EXERCISE ::
Pull out every line of the data below that contains the string "microphone" and copy each one.

DATA SHOWN ::
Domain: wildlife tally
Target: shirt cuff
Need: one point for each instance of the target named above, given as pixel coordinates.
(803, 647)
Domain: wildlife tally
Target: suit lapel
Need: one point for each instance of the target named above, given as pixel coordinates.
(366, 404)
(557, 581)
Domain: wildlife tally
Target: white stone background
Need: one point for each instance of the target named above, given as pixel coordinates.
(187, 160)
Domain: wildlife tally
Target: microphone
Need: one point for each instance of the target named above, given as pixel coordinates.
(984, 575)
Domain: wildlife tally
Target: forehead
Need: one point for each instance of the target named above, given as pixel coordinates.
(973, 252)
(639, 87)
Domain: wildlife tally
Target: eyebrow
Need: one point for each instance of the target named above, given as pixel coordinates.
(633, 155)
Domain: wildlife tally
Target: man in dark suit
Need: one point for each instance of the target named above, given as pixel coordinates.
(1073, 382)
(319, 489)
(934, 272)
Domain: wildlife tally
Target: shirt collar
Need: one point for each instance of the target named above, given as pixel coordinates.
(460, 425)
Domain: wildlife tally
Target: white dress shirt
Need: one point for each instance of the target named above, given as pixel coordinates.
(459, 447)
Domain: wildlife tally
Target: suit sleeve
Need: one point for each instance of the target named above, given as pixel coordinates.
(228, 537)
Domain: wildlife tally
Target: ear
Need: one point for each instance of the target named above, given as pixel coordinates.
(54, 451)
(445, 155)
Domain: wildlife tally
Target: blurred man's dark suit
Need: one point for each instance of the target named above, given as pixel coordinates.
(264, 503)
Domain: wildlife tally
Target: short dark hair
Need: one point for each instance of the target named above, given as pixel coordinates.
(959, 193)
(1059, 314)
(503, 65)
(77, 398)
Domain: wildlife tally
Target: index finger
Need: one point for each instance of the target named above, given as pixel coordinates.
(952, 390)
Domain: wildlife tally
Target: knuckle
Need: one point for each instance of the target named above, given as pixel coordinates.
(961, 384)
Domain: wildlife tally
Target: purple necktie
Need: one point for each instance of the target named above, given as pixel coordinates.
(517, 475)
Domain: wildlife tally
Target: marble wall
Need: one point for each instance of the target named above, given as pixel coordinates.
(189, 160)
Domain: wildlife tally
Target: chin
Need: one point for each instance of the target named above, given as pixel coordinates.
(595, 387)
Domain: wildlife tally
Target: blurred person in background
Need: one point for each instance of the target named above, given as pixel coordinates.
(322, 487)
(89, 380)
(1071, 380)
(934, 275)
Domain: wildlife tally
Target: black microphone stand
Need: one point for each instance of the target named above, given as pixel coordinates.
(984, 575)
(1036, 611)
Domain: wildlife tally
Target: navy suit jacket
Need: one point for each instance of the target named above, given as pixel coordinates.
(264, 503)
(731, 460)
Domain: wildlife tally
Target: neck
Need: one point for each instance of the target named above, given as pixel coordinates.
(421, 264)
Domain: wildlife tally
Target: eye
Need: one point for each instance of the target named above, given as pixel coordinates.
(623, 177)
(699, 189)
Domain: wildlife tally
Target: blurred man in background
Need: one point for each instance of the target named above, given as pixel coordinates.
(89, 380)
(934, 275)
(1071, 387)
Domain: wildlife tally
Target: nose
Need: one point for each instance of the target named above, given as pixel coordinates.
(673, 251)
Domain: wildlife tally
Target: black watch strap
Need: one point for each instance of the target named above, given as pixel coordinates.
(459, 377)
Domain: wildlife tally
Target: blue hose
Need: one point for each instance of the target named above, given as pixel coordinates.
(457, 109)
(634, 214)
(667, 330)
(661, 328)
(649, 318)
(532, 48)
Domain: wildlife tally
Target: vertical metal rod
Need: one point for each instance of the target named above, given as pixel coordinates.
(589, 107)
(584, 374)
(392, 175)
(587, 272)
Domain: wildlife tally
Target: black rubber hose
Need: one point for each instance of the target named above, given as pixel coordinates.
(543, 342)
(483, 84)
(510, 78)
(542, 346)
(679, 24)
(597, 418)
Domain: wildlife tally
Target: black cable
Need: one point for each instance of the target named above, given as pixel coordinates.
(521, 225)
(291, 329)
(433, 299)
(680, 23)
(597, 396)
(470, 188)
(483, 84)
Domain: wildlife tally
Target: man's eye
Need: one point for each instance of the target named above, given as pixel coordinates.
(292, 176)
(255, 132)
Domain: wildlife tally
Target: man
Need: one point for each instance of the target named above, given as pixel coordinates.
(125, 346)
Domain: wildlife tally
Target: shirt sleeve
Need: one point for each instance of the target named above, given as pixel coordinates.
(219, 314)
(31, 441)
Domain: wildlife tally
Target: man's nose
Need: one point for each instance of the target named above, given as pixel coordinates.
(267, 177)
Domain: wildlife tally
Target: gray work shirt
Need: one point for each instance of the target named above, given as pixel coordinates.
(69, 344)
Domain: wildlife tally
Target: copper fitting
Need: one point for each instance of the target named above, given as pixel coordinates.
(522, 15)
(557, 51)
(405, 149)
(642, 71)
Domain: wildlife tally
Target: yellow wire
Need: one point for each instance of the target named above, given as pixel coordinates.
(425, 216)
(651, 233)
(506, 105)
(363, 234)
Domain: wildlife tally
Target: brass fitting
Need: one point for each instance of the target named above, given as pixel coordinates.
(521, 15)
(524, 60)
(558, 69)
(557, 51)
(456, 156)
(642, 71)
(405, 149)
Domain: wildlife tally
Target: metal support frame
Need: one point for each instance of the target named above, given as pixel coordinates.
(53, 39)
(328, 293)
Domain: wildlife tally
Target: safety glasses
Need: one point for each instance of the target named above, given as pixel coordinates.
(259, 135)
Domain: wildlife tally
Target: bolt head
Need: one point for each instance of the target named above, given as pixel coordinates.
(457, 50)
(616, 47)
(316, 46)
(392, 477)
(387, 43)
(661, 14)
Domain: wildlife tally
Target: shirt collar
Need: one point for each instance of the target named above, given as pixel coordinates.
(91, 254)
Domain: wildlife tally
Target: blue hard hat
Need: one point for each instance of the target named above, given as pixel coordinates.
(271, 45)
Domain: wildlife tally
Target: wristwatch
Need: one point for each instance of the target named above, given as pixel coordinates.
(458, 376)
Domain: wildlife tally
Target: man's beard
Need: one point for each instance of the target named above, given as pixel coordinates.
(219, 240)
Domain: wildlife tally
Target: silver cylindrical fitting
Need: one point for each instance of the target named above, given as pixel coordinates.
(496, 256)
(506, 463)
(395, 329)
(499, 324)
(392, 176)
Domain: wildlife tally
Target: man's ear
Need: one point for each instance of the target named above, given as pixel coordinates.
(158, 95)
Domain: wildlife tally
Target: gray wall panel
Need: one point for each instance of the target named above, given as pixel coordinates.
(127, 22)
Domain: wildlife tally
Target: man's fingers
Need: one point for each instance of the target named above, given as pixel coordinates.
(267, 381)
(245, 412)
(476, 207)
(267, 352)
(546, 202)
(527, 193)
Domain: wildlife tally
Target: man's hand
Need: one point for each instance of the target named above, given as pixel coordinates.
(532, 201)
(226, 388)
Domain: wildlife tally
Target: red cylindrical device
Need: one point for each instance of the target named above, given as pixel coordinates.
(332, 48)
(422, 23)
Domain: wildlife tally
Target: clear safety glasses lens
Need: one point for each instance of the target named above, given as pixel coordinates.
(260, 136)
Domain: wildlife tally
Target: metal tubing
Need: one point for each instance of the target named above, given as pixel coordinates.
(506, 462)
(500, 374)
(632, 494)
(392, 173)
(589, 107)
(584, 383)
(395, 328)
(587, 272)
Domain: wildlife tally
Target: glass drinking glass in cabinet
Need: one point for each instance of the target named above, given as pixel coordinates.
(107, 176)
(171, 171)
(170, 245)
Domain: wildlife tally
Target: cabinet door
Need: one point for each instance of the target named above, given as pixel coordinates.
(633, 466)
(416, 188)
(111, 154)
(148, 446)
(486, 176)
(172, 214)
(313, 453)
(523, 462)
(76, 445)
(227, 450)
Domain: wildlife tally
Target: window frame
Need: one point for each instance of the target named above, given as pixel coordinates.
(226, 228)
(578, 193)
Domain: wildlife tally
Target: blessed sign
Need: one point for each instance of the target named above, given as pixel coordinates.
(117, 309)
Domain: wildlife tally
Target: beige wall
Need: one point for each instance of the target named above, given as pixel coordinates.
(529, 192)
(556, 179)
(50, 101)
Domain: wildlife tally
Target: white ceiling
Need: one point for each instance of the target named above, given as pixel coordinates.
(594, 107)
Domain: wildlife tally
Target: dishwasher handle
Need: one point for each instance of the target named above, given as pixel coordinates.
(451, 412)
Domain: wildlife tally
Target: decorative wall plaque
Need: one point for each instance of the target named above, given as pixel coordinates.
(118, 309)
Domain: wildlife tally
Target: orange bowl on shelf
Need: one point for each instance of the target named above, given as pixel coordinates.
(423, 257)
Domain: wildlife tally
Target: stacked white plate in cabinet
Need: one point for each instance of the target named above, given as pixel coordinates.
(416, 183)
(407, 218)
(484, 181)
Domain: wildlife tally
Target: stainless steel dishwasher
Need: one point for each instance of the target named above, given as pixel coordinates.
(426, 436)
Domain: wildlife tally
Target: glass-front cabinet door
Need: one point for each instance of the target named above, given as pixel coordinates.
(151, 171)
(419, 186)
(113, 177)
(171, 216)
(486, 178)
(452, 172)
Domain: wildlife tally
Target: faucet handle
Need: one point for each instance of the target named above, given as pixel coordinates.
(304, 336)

PROBLEM SOLUTION ::
Target: microphone
Target: black microphone stand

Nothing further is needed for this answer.